• TASK DESCRIPTION:
In the film review, which genre does Disappear Completely mark Luis Javier Henaine's first entry into?

* Begin SELECTED EXCERPT *

Santiago Mendoza (Harold Torres) is a successful tabloid crime photographer in Mexico City, who has developed a hard exterior in order to deal with the extreme violence he photographs. One night, Santiago intercepts an emergency call and while taking photos of a man consumed by rats, an accidental photo captures a sinister figure. A mysterious illness begins to plague Santiago and all his senses slowly start to go completely numb. It becomes a race against time, and his diminishing body, to try to lift the curse that has befallen him.

Luis Javier Henaine’s Disappear Completely marks the second feature-length film from the Mexican filmmaker, with this most recent work being the director’s first entry into the realm of horror. As such, Disappear Completely has an interesting tone and flow for a horror film, one which largely works in its favor.

Disappear completely
Harold Torres as crime tabloid photographer Santiago Mendoza

Undeniably, the concept of losing one’s senses is a nightmarish concept in itself, but the potential to play on that more for shock value is the most logical route within horror cinema. Yet, Henaine takes a more nuanced approach by slowly stripping the audience of the same sense that Santiago is losing. A prime example would be as he loses his hearing the audio begins to slowly drain from the production. This is an obvious example, but there is a creative use of transforming the film along with Santiago’s suffering that is best left to be experienced along with the film.

In addition, the script is a competent drama that manages to make a somewhat unlikable character in Santiago someone the audience will want to root for. Despite the moral quandaries the viewers will have with his character, especially those unfamiliar with the gore tabloids of Mexico, it would be easy to attach any ill-coming to his profession. Luis Javier Henaine does not really focus on morality; furthermore, he makes the curse the byproduct of an accident instead of tied directly to his deplorable work.

* End SELECTED EXCERPT *
* Begin DATA RECORDS *

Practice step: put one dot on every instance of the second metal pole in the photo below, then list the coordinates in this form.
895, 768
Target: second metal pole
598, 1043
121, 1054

* End DATA RECORDS *
* Begin DATA RECORDS *

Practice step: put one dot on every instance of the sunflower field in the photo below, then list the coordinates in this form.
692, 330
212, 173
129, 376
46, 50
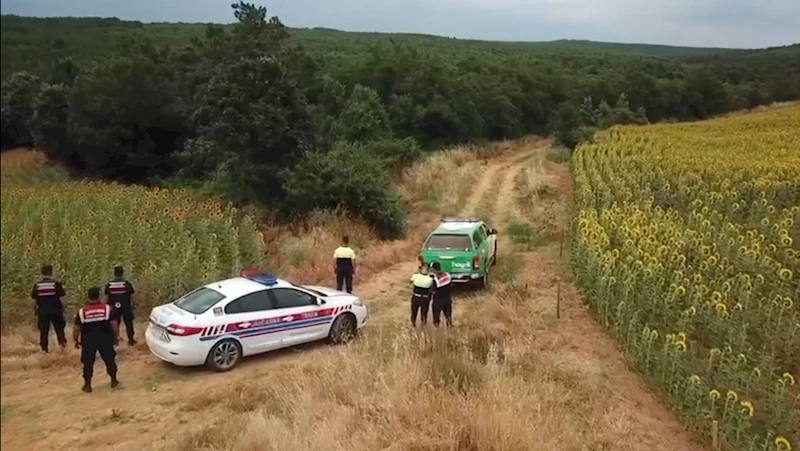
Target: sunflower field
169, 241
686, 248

* End DATA RECORDS *
* Begin DATA RECORDS *

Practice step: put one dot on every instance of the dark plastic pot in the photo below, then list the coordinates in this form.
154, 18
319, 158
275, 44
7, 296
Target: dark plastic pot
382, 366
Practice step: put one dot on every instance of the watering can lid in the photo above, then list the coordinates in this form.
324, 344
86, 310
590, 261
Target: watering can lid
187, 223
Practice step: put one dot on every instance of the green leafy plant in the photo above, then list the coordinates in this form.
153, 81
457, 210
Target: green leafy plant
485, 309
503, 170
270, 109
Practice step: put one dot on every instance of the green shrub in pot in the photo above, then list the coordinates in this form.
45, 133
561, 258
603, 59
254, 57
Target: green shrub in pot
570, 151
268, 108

* End DATA RECORDS *

• EXERCISE SOLUTION:
Horror.